PASSAGE PROVIDED
******************************

Lois, I don't have a boy maltese but I do have a small breed boy (poodle mix) so I will share my opinion from that perspective  BOTH my boy and my girl are very, very sweet and cuddly. I think it's more about the individual dog's personality than the gender, honestly - at least in my experience. Both my dogs have very similar personalities except that my Bailey is a little more outgoing outside of the house whereas Emma tends to be more reserved. Both are very attached to me (and the feeling is mutual!) and to each other.


----------



## Chardy (Oct 30, 2008)

Hi Lois, I have both a male and a female maltese that are 8 months difference in age. My female being the older. Both are extremely loving and sweet. McC (female) is much more outgoing where as Bimmer is more reserved and shy but both are attached to me and visa versa. My previous maltese of 15 years was a female, and being really honest I see no difference in male vs female.. they are all very very affectionate!!


----------



## MarySC (Apr 4, 2014)

I think it's just personal preference. I prefer the females. I have crazy ridiculous reasons for only getting female dogs, but I'm quirky, what can I say?? LOL 
We have a female Aussie and if she was anymore loving, I think we would have a problem! She is a VELCRO dog and the sweetest dog E V E R!!
I chose to get a female Maltese because of my personal preference. When I went to pick her out, there was a male there, same age, and his personality was great! Honestly, if he were a she, I would probably have chosen him. But I really like the females and her personality is awesome too! She is just a little more lively.  
Go with what you want. I know if I ended up with a boy, I would have regretted it. Girls also cost more - substantially more. I don't understand the reason behind it, but all the breeders charge more for the females - even the pet quality ones. 
I'm sure you will love whatever you end up with because he/she will be yours!


----------



## Lois Bryan (Feb 2, 2014)

Very interested in this "belly band" mentioned, you know, just in case. 

Does anyone have a preference in style or manufacturer? 

I just looked them up online and am seeing "liners" too. I'm guessing the whole theory behind these is similar to what we do for incontinence in older females and for those in heat?


----------



## pippersmom (May 21, 2012)

As for the males and marking.... Pipper has never marked ( knock on wood ), he doesn't even lift his leg. My daughter has a male chihuahua and he has never marked either.


----------



## edelweiss (Apr 23, 2010)

I have one of each & they are half siblings & very different personalities. Kitzi was about 12 wks. when we got him & Lisi was 5 months. They both have plus & minus sides---but Kitzi is my heart dog. He is just plain good. Lisi is good but loud & often doesn't obey. She is hysterical & did I say LOUD? I would not trade her for anything but sometimes she really makes me crazy. It is this craziness that makes her so adorable & makes me insane at times.


----------



## Chardy (Oct 30, 2008)

Lois Bryan said:


> Very interested in this "belly band" mentioned, you know, just in case.
> 
> Does anyone have a preference in style or manufacturer?
> 
> I just looked them up online and am seeing "liners" too. I'm guessing the whole theory behind these is similar to what we do for incontinence in older females and for those in heat?


Lois, Just to let you know when I got Bimmer, McC went into heat a couple weeks later and Bimmer was not even 5 months old. He started to mark... and I got a belly band from bellybands.net and I put a little panty liner inside of them. In the interim he has been neutered and has not marked anything since. Even when we visit friends and relatives.


----------



## shellbeme (Mar 1, 2011)

******************************

WRITTEN EXERCISE A
Answer each question from the forum thread.
(i) How old was Bimmer when he started to mark?
(ii) What breed is the female dog called a VELCRO dog?
(iii) About how old was Kitzi when he was acquired?
WRITTEN EXERCISE B
State whether each statement agrees with the forum thread, and quote the words that decide it.
(i) Pipper lifts his leg to mark.
(ii) Breeders charge more for female dogs.
(iii) Chardy's previous Maltese was a male.
WRITTEN EXERCISE C
Replace "boy" with "male dog" in the part of the forum thread starting with "Go with what" and going on through "(Feb 2, 2014)", and give that part again.
The items after this point come from a different source and are unrelated to the forum thread.

******************************

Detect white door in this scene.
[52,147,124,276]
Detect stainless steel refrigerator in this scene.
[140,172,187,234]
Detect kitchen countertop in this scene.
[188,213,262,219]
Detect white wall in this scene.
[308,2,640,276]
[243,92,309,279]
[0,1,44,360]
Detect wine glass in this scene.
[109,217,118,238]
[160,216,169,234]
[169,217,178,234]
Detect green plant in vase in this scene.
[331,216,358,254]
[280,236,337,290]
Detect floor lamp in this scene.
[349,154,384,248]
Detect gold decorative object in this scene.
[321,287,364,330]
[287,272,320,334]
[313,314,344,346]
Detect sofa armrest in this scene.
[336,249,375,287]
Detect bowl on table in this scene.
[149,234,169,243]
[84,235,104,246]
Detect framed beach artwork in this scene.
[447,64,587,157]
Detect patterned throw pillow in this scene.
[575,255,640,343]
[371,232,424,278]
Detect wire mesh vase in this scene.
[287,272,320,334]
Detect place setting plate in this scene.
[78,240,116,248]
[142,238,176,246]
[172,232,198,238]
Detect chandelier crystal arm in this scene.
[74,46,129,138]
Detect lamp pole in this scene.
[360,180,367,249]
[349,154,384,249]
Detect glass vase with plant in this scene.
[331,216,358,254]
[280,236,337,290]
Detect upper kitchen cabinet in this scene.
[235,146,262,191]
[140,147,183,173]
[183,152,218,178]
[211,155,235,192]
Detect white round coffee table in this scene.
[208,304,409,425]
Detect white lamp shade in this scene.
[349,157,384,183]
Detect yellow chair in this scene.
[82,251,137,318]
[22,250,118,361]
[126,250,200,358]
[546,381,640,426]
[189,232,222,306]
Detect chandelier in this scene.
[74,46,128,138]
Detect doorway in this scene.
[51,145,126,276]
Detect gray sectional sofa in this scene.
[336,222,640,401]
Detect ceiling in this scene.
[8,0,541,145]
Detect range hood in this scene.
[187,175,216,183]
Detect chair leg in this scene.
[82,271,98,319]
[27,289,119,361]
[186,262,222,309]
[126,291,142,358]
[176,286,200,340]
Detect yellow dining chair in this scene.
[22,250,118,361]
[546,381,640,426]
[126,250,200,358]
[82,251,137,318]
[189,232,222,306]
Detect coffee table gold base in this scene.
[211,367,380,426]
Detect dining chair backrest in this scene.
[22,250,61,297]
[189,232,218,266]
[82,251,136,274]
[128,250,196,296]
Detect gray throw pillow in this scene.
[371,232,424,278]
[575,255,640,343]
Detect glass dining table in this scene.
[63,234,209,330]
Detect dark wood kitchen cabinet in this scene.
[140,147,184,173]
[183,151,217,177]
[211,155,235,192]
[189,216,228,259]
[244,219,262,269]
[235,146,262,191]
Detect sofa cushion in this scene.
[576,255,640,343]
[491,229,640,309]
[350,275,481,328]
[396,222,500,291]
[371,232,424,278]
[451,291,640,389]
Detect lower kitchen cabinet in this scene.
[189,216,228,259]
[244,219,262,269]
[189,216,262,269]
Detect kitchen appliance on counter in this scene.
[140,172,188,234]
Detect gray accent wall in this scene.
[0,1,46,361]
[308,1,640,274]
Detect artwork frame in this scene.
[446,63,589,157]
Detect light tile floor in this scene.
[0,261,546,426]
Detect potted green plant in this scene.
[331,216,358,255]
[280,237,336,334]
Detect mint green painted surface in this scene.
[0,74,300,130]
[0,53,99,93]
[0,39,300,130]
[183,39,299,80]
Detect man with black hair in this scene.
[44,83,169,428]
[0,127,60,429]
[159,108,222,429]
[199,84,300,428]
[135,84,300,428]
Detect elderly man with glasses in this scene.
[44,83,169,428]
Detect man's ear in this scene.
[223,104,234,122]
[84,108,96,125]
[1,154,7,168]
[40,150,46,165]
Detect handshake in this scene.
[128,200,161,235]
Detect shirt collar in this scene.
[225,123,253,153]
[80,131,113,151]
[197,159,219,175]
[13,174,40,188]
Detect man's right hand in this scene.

******************************

EXPECTED OUTPUT A
(i) Not even 5 months old.
(ii) An Aussie.
(iii) About 12 weeks.

EXPECTED OUTPUT B
(i) No: "Pipper has never marked ( knock on wood ), he doesn't even lift his leg."
(ii) Yes: "all the breeders charge more for the females - even the pet quality ones."
(iii) No: "My previous maltese of 15 years was a female"

EXPECTED OUTPUT C
Go with what you want. I know if I ended up with a male dog, I would have regretted it. Girls also cost more - substantially more. I don't understand the reason behind it, but all the breeders charge more for the females - even the pet quality ones. 
I'm sure you will love whatever you end up with because he/she will be yours!


----------



## Lois Bryan (Feb 2, 2014)